Hikmah Larangan Puasa pada Jumat
Allah SWT mensyariatkan rangkaian ibadah yang banyak pada Jumat.
REPUBLIKA.CO.ID, JAKARTA -- Puasa adalah salah satu ibadah mulia yang diajarkan Islam kepada umatnya. Namun, Rasulullah menyebut ada beberapa hari yang dilarang untuk melakukan puasa, salah satunya adalah hari Jumat.
Nabi Muhammad SAW melarang puasa pada Jumat secara khusus atau dijalani tanpa ada puasa sebelum atau sesudah Jumat. Jadi, larangan ini tidak berlaku jika seseorang telah berpuasa sebelum Jumat atau berencana akan berpuasa setelah Jumat.
Rasulullah bersabda:
لاَ يَصُمْ أَحَدُكُمْ يَوْمَ الْجُمُعَةِ إِلاَّ أَنْ يَصُومَ قَبْلَهُ أَوْ يَصُومَ بَعْدَهُ
“Janganlah salah seorang di antara kalian berpuasa pada hari Jumat kecuali jika ia berpuasa pada hari sebelum atau sesudahnya.” (HR Bukhari)
Syafri Muhammad Noor dalam bukunya, Hukum Fiqih Seputar Hari Jumat, menjelaskan, ada empat hikmah dilarangnya puasa pada Jumat. Berikut penjelasannya:
Memaksimalkan beramal
Imam Nawawi menjelaskan hikmah di balik pelarangan puasa pada Jumat adalah karena pada hari itu Allah SWT mensyariatkan rangkaian ibadah yang sangat banyak. Beberapa amalan, seperti memperbanyak dzikir, memperbanyak berdoa, memperbanyak bershalawat kepada Nabi Muhammad, dan amal-amal lain.
Maka, kesempatan emas diharapkan tidak terhalangi karena lemas dan kehilangan semangat akibat puasa. Hukum ini sama dengan orang-orang yang sedang menunaikan haji.
Ketika mereka sedang berada di Padang Arafah, para haji dilarang berpuasa pada hari itu. Dengan begitu, puasa arafah hanya diperuntukkan bagi kaum Muslimin yang tidak sedang dalam melaksanakan ibadah haji.

▶ _Cuplikan Dataset_

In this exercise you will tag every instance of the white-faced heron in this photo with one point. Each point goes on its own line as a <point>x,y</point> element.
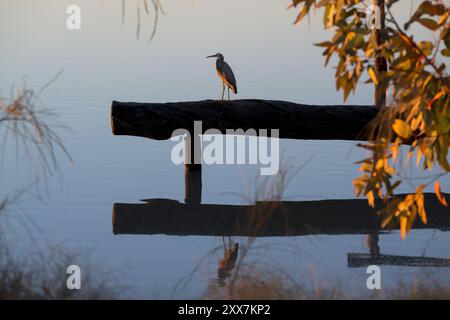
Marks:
<point>225,74</point>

▶ _Petunjuk Pengerjaan_
**a)** Dalam teks tentang larangan puasa pada hari Jumat, berapa jumlah hikmah dilarangnya puasa pada Jumat menurut buku Hukum Fiqih Seputar Hari Jumat?
**b)** Tulis bagian berikutnya dari teks tentang larangan puasa pada hari Jumat, mulai setelah kalimat terakhirnya.

▶ _Jawaban Tiap Tugas_
**a)** Empat hikmah.

**b)**
Agar tidak berlebih-lebihan
Sebagian ulama meyakini, larangan puasa dilakukan agar kemuliaan hari Jumat tidak dinodai dengan amalan yang berlebihan, amalan-amalan yang sebenarnya tidak disyariatkan, tapi nekat untuk diamalkan
Menyelisihi kaum Yahudi
Kaum Yahudi sangat memuliakan hari raya mereka yang jatuh pada sabtu. Pada hari itu, mereka melakukan puasa khusus tanpa diikuti pada hari sebelumnya atau hari setelahnya. Hal ini dikakukan sebagai bentuk atas penghormatan mereka terhadap hari yang mulia dalam syariat agama yahudi.
Syariat Islam datang dengan memberikan arahan agar tidak menyerupai tata cara beribadahnya orang Yahudi. Maka, ketika tiba hari Jumat, di mana hari tersebut adalah salah satu hari rayanya kaum Muslimin, maka mereka dilarang berpuasa pada hari itu.
Larangan untuk tasyabbuh (penyerupaan) ini juga berlaku ketika hari ‘Asyura (hari kesepuluh dari bulan Muharram). Pada saat itu, kaum Yahudi melaksanakan puasa sebagai bentuk pengagungan.
Ketika datang syariat Islam, Nabi Muhammad memerintahkan agar kaum Muslimin tidak menyerupai kaum Yahudi dengan berpuasa hanya pada hari ’Asyura itu. Namun, hendaknya diikuti dengan satu hari sebelumnya (puasa tasu’a) atau satu hari setelahnya.
Tidak berpuasa pada hari raya
Ibnu Hajar dalam kitabnya, Fathul Baari, menjelaskan salah satu hikmah larangan puasa pada hari Jumat adalah agar seseorang tidak berpuasa pada hari raya. Ini berdasarkan pada dua hadits Nabi Muhammad SAW:
“Hari Jumat adalah hari raya, maka janganlah kalian jadikan hari raya itu sebagai hari berpuasa kalian, kecuali jika kalian sudah berpuasa pada hari sebelumnya atau akan berpuasa lagi pada hari setelahnya.” (HR Hakim)
Ada juga hadist yang terkait dengan hikmah larangan puasa di hari Jumat. Rasulullah bersabda:
"Siapa di antaramu yang ingin melakukan perbuatan tathawu’ (sunnah) pada suatu bulan, hendaklah ia berpuasa pada Kamis dan jangan berpuasa pada Jumat karena ia merupakan hari makan dan minum serta dzikir".(HR Ibnu Abi Syaibah dengan sanad yang hasan).